'''

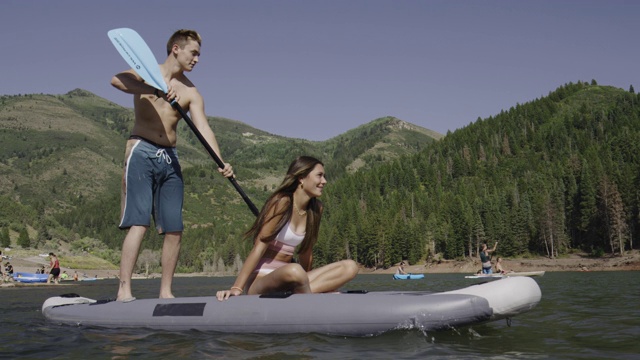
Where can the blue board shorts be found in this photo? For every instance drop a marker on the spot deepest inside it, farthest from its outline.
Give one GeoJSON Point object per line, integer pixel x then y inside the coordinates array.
{"type": "Point", "coordinates": [152, 185]}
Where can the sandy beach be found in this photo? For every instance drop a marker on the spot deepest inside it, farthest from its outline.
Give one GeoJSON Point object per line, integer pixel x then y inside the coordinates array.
{"type": "Point", "coordinates": [574, 262]}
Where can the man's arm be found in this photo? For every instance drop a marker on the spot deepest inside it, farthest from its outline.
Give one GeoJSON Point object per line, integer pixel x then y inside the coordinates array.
{"type": "Point", "coordinates": [196, 110]}
{"type": "Point", "coordinates": [129, 82]}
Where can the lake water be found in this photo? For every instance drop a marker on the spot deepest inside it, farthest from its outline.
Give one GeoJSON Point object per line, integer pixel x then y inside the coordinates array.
{"type": "Point", "coordinates": [590, 315]}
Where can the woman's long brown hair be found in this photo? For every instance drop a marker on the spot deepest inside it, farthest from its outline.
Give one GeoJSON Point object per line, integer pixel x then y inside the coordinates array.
{"type": "Point", "coordinates": [299, 168]}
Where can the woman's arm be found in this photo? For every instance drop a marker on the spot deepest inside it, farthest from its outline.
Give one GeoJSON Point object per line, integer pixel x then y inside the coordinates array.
{"type": "Point", "coordinates": [260, 246]}
{"type": "Point", "coordinates": [306, 259]}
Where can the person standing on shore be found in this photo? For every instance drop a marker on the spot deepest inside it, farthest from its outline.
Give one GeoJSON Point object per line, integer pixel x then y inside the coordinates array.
{"type": "Point", "coordinates": [485, 258]}
{"type": "Point", "coordinates": [54, 268]}
{"type": "Point", "coordinates": [290, 219]}
{"type": "Point", "coordinates": [152, 182]}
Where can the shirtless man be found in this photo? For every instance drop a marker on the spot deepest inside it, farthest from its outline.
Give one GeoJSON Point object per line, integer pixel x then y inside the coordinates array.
{"type": "Point", "coordinates": [152, 175]}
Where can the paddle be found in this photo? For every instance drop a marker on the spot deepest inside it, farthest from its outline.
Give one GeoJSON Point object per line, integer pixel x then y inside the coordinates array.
{"type": "Point", "coordinates": [137, 54]}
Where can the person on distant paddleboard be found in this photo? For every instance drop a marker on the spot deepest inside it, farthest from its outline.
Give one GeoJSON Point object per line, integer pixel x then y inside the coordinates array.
{"type": "Point", "coordinates": [499, 268]}
{"type": "Point", "coordinates": [54, 268]}
{"type": "Point", "coordinates": [485, 258]}
{"type": "Point", "coordinates": [152, 182]}
{"type": "Point", "coordinates": [400, 269]}
{"type": "Point", "coordinates": [290, 219]}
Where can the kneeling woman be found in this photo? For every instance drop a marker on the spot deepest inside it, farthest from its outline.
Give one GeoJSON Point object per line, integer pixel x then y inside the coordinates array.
{"type": "Point", "coordinates": [290, 218]}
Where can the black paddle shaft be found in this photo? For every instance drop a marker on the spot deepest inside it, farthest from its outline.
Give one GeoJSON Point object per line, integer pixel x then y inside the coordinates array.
{"type": "Point", "coordinates": [215, 156]}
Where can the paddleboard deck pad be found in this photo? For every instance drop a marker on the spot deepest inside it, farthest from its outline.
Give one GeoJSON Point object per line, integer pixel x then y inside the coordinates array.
{"type": "Point", "coordinates": [358, 313]}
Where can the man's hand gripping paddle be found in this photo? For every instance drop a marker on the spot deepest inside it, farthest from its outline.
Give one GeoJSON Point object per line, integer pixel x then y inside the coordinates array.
{"type": "Point", "coordinates": [137, 54]}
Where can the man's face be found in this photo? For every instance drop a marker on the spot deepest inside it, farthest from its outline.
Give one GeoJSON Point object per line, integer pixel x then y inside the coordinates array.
{"type": "Point", "coordinates": [189, 55]}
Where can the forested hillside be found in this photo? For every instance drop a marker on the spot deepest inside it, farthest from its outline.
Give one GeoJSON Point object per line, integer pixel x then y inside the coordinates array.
{"type": "Point", "coordinates": [61, 164]}
{"type": "Point", "coordinates": [552, 175]}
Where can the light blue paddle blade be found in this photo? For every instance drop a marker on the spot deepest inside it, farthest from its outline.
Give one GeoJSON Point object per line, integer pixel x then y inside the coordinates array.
{"type": "Point", "coordinates": [137, 54]}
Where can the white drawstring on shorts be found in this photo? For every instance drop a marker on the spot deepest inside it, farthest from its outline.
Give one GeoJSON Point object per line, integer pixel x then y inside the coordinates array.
{"type": "Point", "coordinates": [161, 154]}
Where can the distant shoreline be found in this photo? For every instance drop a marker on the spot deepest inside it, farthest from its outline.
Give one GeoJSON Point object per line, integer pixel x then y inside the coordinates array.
{"type": "Point", "coordinates": [574, 262]}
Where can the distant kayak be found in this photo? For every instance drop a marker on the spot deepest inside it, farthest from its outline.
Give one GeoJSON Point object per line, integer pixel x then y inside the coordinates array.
{"type": "Point", "coordinates": [408, 276]}
{"type": "Point", "coordinates": [30, 277]}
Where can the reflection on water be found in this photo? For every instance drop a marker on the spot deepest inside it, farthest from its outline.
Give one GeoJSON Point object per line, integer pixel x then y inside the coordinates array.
{"type": "Point", "coordinates": [581, 315]}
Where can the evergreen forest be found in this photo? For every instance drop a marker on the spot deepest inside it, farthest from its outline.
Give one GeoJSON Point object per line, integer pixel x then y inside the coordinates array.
{"type": "Point", "coordinates": [558, 174]}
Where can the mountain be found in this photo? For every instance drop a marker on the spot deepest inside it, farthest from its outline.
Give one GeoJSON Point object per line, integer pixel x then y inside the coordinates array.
{"type": "Point", "coordinates": [62, 159]}
{"type": "Point", "coordinates": [549, 177]}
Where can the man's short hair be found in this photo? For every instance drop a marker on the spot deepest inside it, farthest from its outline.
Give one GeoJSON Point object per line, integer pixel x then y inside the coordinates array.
{"type": "Point", "coordinates": [181, 37]}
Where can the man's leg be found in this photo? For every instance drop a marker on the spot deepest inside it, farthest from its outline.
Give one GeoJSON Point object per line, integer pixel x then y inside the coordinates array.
{"type": "Point", "coordinates": [130, 249]}
{"type": "Point", "coordinates": [170, 252]}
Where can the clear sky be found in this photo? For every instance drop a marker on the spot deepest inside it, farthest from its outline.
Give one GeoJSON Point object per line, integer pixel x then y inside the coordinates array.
{"type": "Point", "coordinates": [315, 69]}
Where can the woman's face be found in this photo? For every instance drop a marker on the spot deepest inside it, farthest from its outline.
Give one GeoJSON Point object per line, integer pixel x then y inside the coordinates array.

'''

- **Exercise objective**
Print each record exactly as it stands, leaving the images out.

- **The result**
Where can the blue board shorts be found in this photo? For every instance drop a marker on the spot deepest inside it, farthest from its outline.
Give one GeoJSON Point object per line, integer pixel x then y inside the coordinates array.
{"type": "Point", "coordinates": [152, 185]}
Where can the sandy beach be found in this photo? For every instance drop a marker on the spot deepest inside it, farthest from its outline.
Give one GeoJSON Point object per line, integer pixel x then y inside the coordinates array.
{"type": "Point", "coordinates": [574, 262]}
Where can the man's arm be found in this photo? For every instance drop a marker on the spot deepest inside it, farthest from its outline.
Give one GeoJSON Point object per line, integer pixel x then y inside the coordinates array.
{"type": "Point", "coordinates": [196, 110]}
{"type": "Point", "coordinates": [129, 82]}
Where can the lake water be found in this photo? For every instance drop a marker on the spot deepest inside it, farthest from its outline.
Give one GeoJSON Point object per line, integer pixel x then y inside the coordinates array.
{"type": "Point", "coordinates": [590, 315]}
Where can the woman's long brown hair be found in this photo? For every instance drop a marker on the spot deepest inside it, farthest from its outline.
Give one GeoJSON Point object per line, integer pixel x then y inside the coordinates array.
{"type": "Point", "coordinates": [299, 168]}
Where can the woman's arm be found in this photo? For every instance drop a marker on the spot deepest inside it, farthest from its outline.
Give one GeoJSON Point object per line, integer pixel x then y inside the coordinates array.
{"type": "Point", "coordinates": [260, 246]}
{"type": "Point", "coordinates": [306, 259]}
Where can the person standing on shore be found in this photo? For every instance drop a marker on the spot deepest inside it, farthest from its outline.
Give one GeoJSON Point object per line, integer pixel x then y inside the coordinates array.
{"type": "Point", "coordinates": [485, 258]}
{"type": "Point", "coordinates": [54, 268]}
{"type": "Point", "coordinates": [290, 219]}
{"type": "Point", "coordinates": [152, 182]}
Where can the shirtless man be found in this photo? For every instance drop a marker on the spot deepest inside it, farthest from its outline.
Give one GeoJSON Point object per line, integer pixel x then y inside the coordinates array.
{"type": "Point", "coordinates": [152, 175]}
Where can the paddle be found in this photo? For every instance drop a marker on the spot deepest inside it, farthest from its outline.
Give one GeoJSON Point object per line, integer pixel x then y inside the coordinates array.
{"type": "Point", "coordinates": [137, 54]}
Where can the person on distant paddleboard be found in this photo? For every instance drop a marker on the spot deepest inside it, farthest from its outline.
Give one GeoJSON Point object per line, integer pixel x then y inside the coordinates array.
{"type": "Point", "coordinates": [499, 268]}
{"type": "Point", "coordinates": [54, 268]}
{"type": "Point", "coordinates": [485, 258]}
{"type": "Point", "coordinates": [152, 182]}
{"type": "Point", "coordinates": [400, 269]}
{"type": "Point", "coordinates": [290, 219]}
Where can the kneeling woman be found in this photo? For every instance drop a marker on the spot deepest inside it, farthest from its outline.
Give one GeoJSON Point object per line, integer pixel x then y inside the coordinates array.
{"type": "Point", "coordinates": [290, 218]}
Where can the black paddle shaft be found in this photo? For every instance drop a marker on the spot deepest inside it, farthest from its outline.
Give one GeoJSON Point object per line, integer pixel x then y inside the coordinates array.
{"type": "Point", "coordinates": [215, 156]}
Where can the paddleboard deck pad be found in this photo? For every instance drop a marker on the spot deepest inside it, farthest from its outline.
Give one GeoJSON Point object per line, integer pixel x then y inside the coordinates array.
{"type": "Point", "coordinates": [358, 313]}
Where can the man's hand gripping paddle be found in this photo? For every instance drop a marker on the spot deepest inside it, farthest from its outline.
Give one GeoJSON Point object per line, integer pixel x then y inside the coordinates array.
{"type": "Point", "coordinates": [137, 54]}
Where can the man's face be found in this photo? For every instance drop a marker on the spot deepest inside it, farthest from its outline.
Give one GeoJSON Point object per line, integer pixel x then y inside the coordinates array.
{"type": "Point", "coordinates": [189, 55]}
Where can the forested hillside be found in this photo? For every instance drop a marker on the spot deepest inside it, farthest from its outline.
Give one GeoJSON Point object per line, integer pixel x then y inside the coordinates array.
{"type": "Point", "coordinates": [61, 164]}
{"type": "Point", "coordinates": [552, 175]}
Where can the light blue paddle blade be found in this photo? For every instance drop a marker on the spot deepest inside it, farthest from its outline.
Give one GeoJSON Point object per line, integer pixel x then y inside the coordinates array.
{"type": "Point", "coordinates": [137, 54]}
Where can the white drawstring on shorts be found in this photo? For every instance drop a marker on the spot deepest inside it, farthest from its outline.
Give one GeoJSON Point object per line, integer pixel x then y inside the coordinates array.
{"type": "Point", "coordinates": [161, 154]}
Where can the distant shoreline be found in this photo? For every instance drop a marker on the spot deepest inside it, farthest from its outline.
Give one GeoJSON Point object per line, integer pixel x then y inside the coordinates array.
{"type": "Point", "coordinates": [574, 262]}
Where can the distant kayak be found in this photo? For every instance drop a marker on the spot deepest inside it, farthest from its outline.
Give one GeoJSON Point object per line, integer pixel x then y inside the coordinates array.
{"type": "Point", "coordinates": [408, 276]}
{"type": "Point", "coordinates": [30, 277]}
Where can the reflection on water be found in this photo? For every instance drop a marker on the spot deepest inside it, farthest from its outline.
Give one GeoJSON Point object per line, integer pixel x then y inside the coordinates array.
{"type": "Point", "coordinates": [581, 315]}
Where can the evergreen forest be found in this photo? For every instance drop a marker on the spot deepest inside it, farthest from its outline.
Give one GeoJSON Point object per line, integer pixel x then y inside the coordinates array.
{"type": "Point", "coordinates": [558, 174]}
Where can the mountain be found in this photo? For every instance drop a marker on the spot deepest inside it, farthest from its outline.
Give one GeoJSON Point object per line, integer pixel x then y inside the coordinates array.
{"type": "Point", "coordinates": [62, 159]}
{"type": "Point", "coordinates": [549, 177]}
Where can the man's short hair be found in this photo? For every instance drop a marker on the spot deepest inside it, farthest from its outline.
Give one GeoJSON Point object per line, integer pixel x then y inside the coordinates array.
{"type": "Point", "coordinates": [181, 37]}
Where can the man's leg be found in this photo? For every instance drop a marker on the spot deepest inside it, farthest from its outline.
Give one GeoJSON Point object per line, integer pixel x then y inside the coordinates array.
{"type": "Point", "coordinates": [130, 249]}
{"type": "Point", "coordinates": [170, 252]}
Where can the clear sky be found in this photo? For every instance drop a marker on the spot deepest inside it, farthest from its outline.
Give one GeoJSON Point object per line, integer pixel x then y inside the coordinates array.
{"type": "Point", "coordinates": [315, 69]}
Where can the woman's face be found in this photo? For every instance drop a marker on the spot deepest inside it, farthest from its outline.
Give one GeoJSON Point object per line, integer pixel x then y inside the coordinates array.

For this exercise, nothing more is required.